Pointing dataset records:
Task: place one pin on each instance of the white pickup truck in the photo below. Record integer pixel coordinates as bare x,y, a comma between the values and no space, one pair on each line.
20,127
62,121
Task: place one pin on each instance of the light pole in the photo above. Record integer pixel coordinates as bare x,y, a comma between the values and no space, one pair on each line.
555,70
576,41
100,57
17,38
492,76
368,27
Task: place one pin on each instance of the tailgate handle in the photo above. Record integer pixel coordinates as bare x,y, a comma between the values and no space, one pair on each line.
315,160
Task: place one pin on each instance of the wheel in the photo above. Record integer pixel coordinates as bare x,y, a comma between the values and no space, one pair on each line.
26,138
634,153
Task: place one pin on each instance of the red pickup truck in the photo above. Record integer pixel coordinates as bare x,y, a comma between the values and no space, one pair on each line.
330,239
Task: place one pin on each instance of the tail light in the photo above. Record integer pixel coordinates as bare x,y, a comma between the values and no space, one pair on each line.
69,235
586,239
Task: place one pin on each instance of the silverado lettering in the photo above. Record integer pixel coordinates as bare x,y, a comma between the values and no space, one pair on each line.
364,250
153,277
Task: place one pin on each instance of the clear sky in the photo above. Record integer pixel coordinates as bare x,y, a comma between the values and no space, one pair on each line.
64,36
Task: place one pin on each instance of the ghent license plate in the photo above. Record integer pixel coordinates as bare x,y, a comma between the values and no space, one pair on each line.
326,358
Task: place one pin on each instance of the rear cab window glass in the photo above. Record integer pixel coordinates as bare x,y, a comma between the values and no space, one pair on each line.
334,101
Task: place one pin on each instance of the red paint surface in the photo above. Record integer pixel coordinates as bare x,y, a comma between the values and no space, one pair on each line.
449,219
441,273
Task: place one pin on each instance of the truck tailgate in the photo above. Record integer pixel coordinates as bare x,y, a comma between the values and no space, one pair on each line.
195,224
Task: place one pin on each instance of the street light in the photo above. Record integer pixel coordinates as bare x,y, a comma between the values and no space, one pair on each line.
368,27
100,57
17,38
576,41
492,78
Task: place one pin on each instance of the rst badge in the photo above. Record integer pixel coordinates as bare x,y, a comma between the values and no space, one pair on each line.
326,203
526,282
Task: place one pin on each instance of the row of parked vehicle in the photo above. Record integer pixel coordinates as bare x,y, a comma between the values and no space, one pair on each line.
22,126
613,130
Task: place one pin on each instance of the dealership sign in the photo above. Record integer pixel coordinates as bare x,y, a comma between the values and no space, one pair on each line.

* [Stated task]: Copy, character for character, the lines from the line that holds "Task: place one pin on each instance of the red paint" through the final line of the records above.

* [Solution below]:
Task: place one pin on each instance of the red paint surface in the photo above. Record integer pixel coordinates as bare x,y, a comma between the values and no space, one pair on each line.
449,219
441,273
Task: place one pin on each instance of the truck tailgate in the photo above. Record integer pixel coordinates as bare x,y, a comma between the values and no space, one pair on each line.
195,224
Task: place one pin on each instance of the street light in the photo above. Record integer pixel coordinates as bare x,y, a comma between the values and no space, one pair on each line.
368,27
100,57
17,38
576,41
492,78
Task: place one pin on each instance of the rst badge in the photo above. Record integer pixel coordinates as bare x,y, a comma between the values and no space, one pair on each line.
326,203
526,282
Task: place one pin on each instance of the row of parked vehicle in the photo above. Record integer pixel coordinates as bare x,y, a comma between the values and no space, one pair on each line.
22,126
613,130
Task: place one pin on each instance of the dealership sign in the photo above. Record integer pixel coordinates as bare x,y, a comma between the values and no space, one pair on each line.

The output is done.